• **Challenges**
1. List every date heading on the blog page, from first to last.
2. From the blog page, extract the passage that begins at the words "Enjoying my last" and stops after "typical midsummer anyway).".

Tuesday, June 30, 2009

bad news

I was going to tell you about my great weekend in Stockholm with uni friends and a lot of sunshine. But I got some bad news today. So that is kind of occupying my thoughts now. And it will probably occupy my mind for some time forward.

Monday, June 29, 2009

few more mintues of holiday

Enjoying my last few hours in freedom. In three hours I will be on my way to the airport and back to Copenhagen again. Been home in Sthlm for a couple of days and it has been so great so I do not want to leave. I have now an empty house here all by myself with a big lawn where I can just chill in the sun with no worries whatsoever. I wish I was rich so I could just take more days off once in a while. Or just more paid vacation than I have now.

Enough with this. Now I am going out to enjoy a few more minutes in the sun before I have to take on reality again and start to pack.

Friday, June 26, 2009

Monday, June 22, 2009

taste of summer

A midsummer is no midsummer without strawberries. So I had to make up for it since I did not have any strawberries in the weekend. I know, it is disastrous but better late than never (and the weekend was not really a typical midsummer anyway).

Of course I did not have any Swedish strawberries so Danish had to do. So tonight I had strawberries with milk and a bit of cream. Yummy. That is how summer tastes.

• **Data listing**
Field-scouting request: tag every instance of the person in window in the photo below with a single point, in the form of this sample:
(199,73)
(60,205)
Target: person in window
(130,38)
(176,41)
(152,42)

• **Answers by task**
1.
Tuesday, June 30, 2009
Monday, June 29, 2009
Friday, June 26, 2009
Monday, June 22, 2009

2.
Enjoying my last few hours in freedom. In three hours I will be on my way to the airport and back to Copenhagen again. Been home in Sthlm for a couple of days and it has been so great so I do not want to leave. I have now an empty house here all by myself with a big lawn where I can just chill in the sun with no worries whatsoever. I wish I was rich so I could just take more days off once in a while. Or just more paid vacation than I have now.

Enough with this. Now I am going out to enjoy a few more minutes in the sun before I have to take on reality again and start to pack.

Friday, June 26, 2009

Monday, June 22, 2009

taste of summer

A midsummer is no midsummer without strawberries. So I had to make up for it since I did not have any strawberries in the weekend. I know, it is disastrous but better late than never (and the weekend was not really a typical midsummer anyway).